» What is required:
Could you copy the data below word for word, starting at the line that contains "find the sunlit" and ending at the line that contains "0, 255, 1120, 523", with both of those lines included and the pictures left out?

» Stored records:
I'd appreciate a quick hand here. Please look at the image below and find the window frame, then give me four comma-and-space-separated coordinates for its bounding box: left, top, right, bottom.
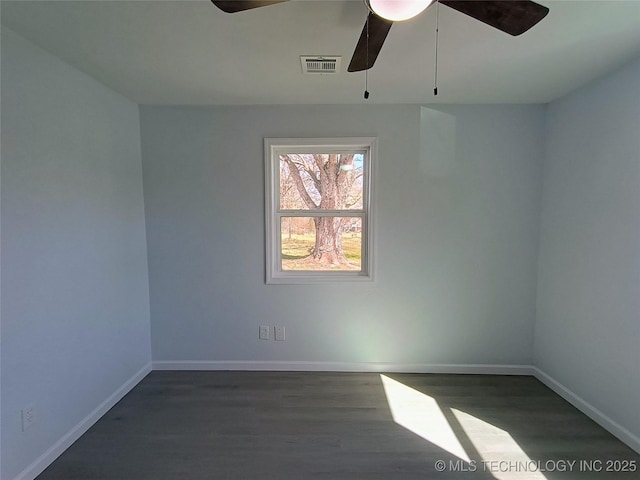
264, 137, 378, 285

==

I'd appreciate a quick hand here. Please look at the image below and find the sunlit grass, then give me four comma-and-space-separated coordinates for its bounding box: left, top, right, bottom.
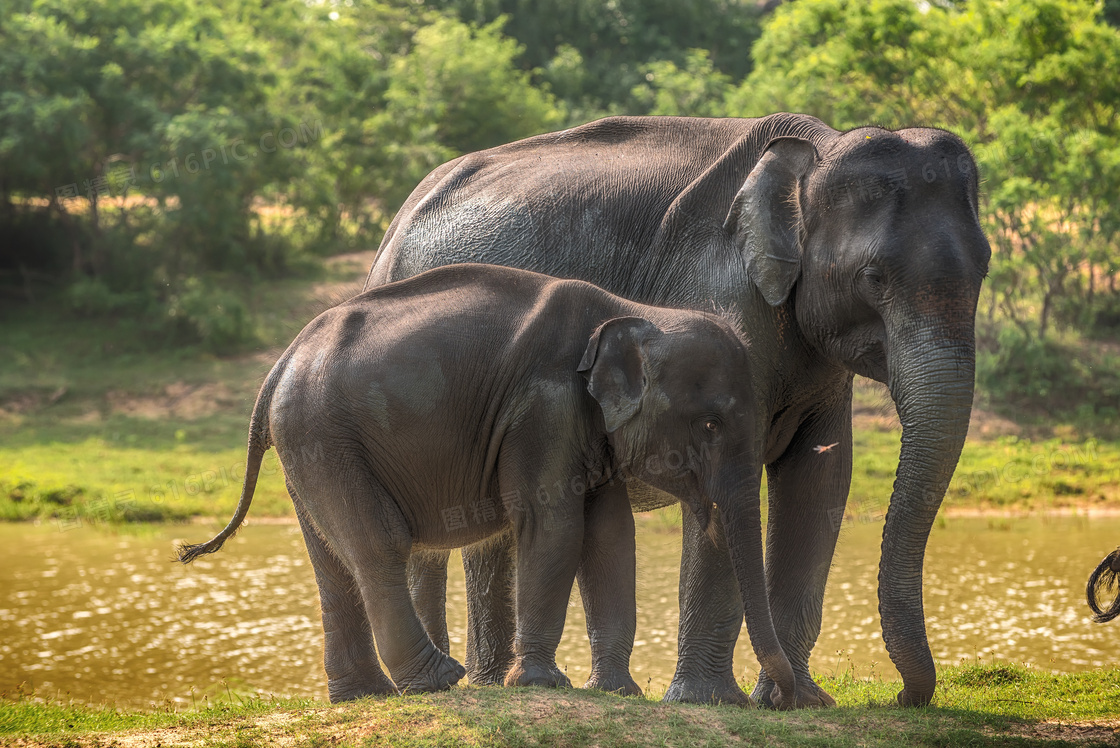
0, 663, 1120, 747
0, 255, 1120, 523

» Task output:
I'd appreciate a quick hand here. Please look at the image below and find the sunlit grass, then give me four comma-and-space-separated coordinates for its bounding box: left, top, right, bottom.
0, 663, 1120, 747
0, 255, 1120, 523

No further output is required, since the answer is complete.